TASK LIST
**a)** Answer these from the Beşiktaş season column:
(i) What was the score of the home loss to Başakşehir?
(ii) Which player scored a hat-trick in the home win over Hatayspor?
(iii) Who scored the goal in the away win over Fenerbahçe?
**b)** In the Beşiktaş season column, why does finishing third matter more than expected? Answer in one to three sentences.
**c)** Carry on the Beşiktaş season column from its final line.

== PROVIDED PASSAGE ==

Approaching the end of the season, soccer usually follows a rhythm. The plot thickens, tension rises, and the finale feels inevitable. But April was not that. No surprises there, we've been living on the darker side of black and white for years now. Rome wasn’t built in a day, but Beşiktaş fans would’ve sacked the architects by Thursday.
And now comes May, not with a bang, but with the fanbase narrowing its gaze, not out of belief but survival. Third place, once a consolation prize, is now the last hill left to climb. And it matters more than expected. Thanks to a newly announced Super Cup format, finishing third would mean entry into a January semifinal: a shot at silverware that didn’t exist a week ago. A door creaks open, but only if Beşiktaş gets there. A big IF, heartbreakingly so.
Around the club, attention begins to drift toward next year: the transfer market, a reshaped squad, and a presidency that now seems destined for a full term. The campaign isn’t over, but its epilogue is already being drafted.
On the Pitch
Home loss to Başakşehir, 0–2 was a match where the visitors won without trying too hard, carried mostly by a player once dismissed as “only useful in counter-attacks,” who managed to score from a free kick. Beşiktaş held their own for about an hour, but the wheels came off once the most counter-attacking player of them all broke the deadlock. His second, a curling free kick, sealed the result, a club with an artificial soul triumphing over one with a battered but beating heart. It’s hard to say anyone truly cared about the loss. At this point, it's all so predictable that singling out players or analyzing tactics feels pointless.
Away draw to Göztepe, 1–1 felt like a tug-of-war without a winner. İzmir, with its Aegean breeze, carried both relief and regret. Rafa Silva's early goal promised catharsis, but Göztepe, winless in eleven, found unlikely inspiration through our once-very-own İsmail Köybaşı and his one-in-a-million strike. Beşiktaş walked away with just a point in a chase that no longer felt like a race. Still, there was something oddly refreshing about finally redeeming(!) ourselves against this season’s unofficial boogey-team.
Home win over Hatayspor, 5–1 offered fleeting dominance against a team already condemned. Hatayspor arrived with relegation looming and left with confirmation. Immobile’s hat-trick was merciless, Rafa Silva sparkled, and Arroyo closed the show. But the margin only highlighted the gap between the teams, and any joy was muted by the opponent’s terminal state. There are no clean victories in a league full of ghosts. Immobile was simply Immobile, a penalty merchant, polished and precise like a finely tailored Italian suit, perfect for special occasions but rarely there when it actually matters.
Away win over Fenerbahçe, 0–1 became the most improbable yet familiar of affirmations. Gedson’s goal just before halftime silenced Kadıköy and reignited something primal. Minutes earlier, he had missed a penalty, a moment that could have unraveled the night. The latest in a series of contrasting contributions only he seems capable of scripting. Under pressure from a title-chasing rival and fans once again calling for their board’s resignation, as they do every year like a finely tuned Swiss clock, we stood firm. In a season defined by unraveling, this was a moment of fierce clarity. We are still here, somehow. It felt like a home game. It usually does on their ground. Circumstances irrelevant.
What is a Capital Increase and Why Does It Matter?

===
== COLLECTED DATA ==

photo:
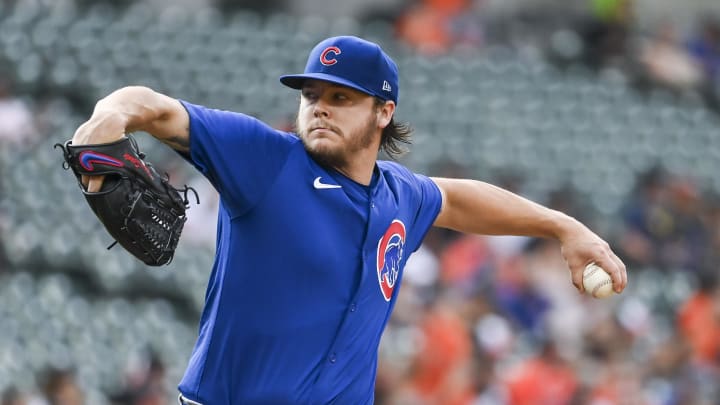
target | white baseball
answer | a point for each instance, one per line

===

WRITTEN ANSWERS
**a)**
(i) 0–2
(ii) Immobile
(iii) Gedson

**b)** A newly announced Super Cup format means that finishing third would earn entry into a January semifinal. That gives Beşiktaş a shot at silverware that didn't exist a week earlier.

**c)**
Beşiktaş just pulled off the largest capital increase in its history. That phrase gets thrown around, but here’s what it actually means, and why it matters.
Beşiktaş, like many major football clubs in Türkiye, operates its professional football branch as a joint-stock company, similar to a public limited company. It allows the club to raise money by issuing shares, with Beşiktaş JK (the parent club) holding a controlling stake.
So when we say the club created and sold new shares of Beşiktaş Futbol AŞ, we’re talking about a legal and financial mechanism that brings real cash into the football operations, not loans or sponsorship fluff.
The club created new shares of Beşiktaş Futbol AŞ and sold them. Existing shareholders got first dibs, and the rest went to the market. The result? Approximately €41 million/$45 million (or a world-class holding midfielder, if you’re lucky) in fresh cash. Not a loan. Not a deferral. Real money.
All of it goes straight to paying off the club’s debts to the banking consortium, which still stands at roughly four times the amount raised. So no, it won’t buy a world-class holding midfielder.
Now, with more equity and less debt, Beşiktaş improves its position under UEFA’s Financial Fair Play rules. This doesn’t fix everything. But it clears the fog a little. It gives the club time. And time, in football, is currency.
Are The Chaos Days Really Behind Us?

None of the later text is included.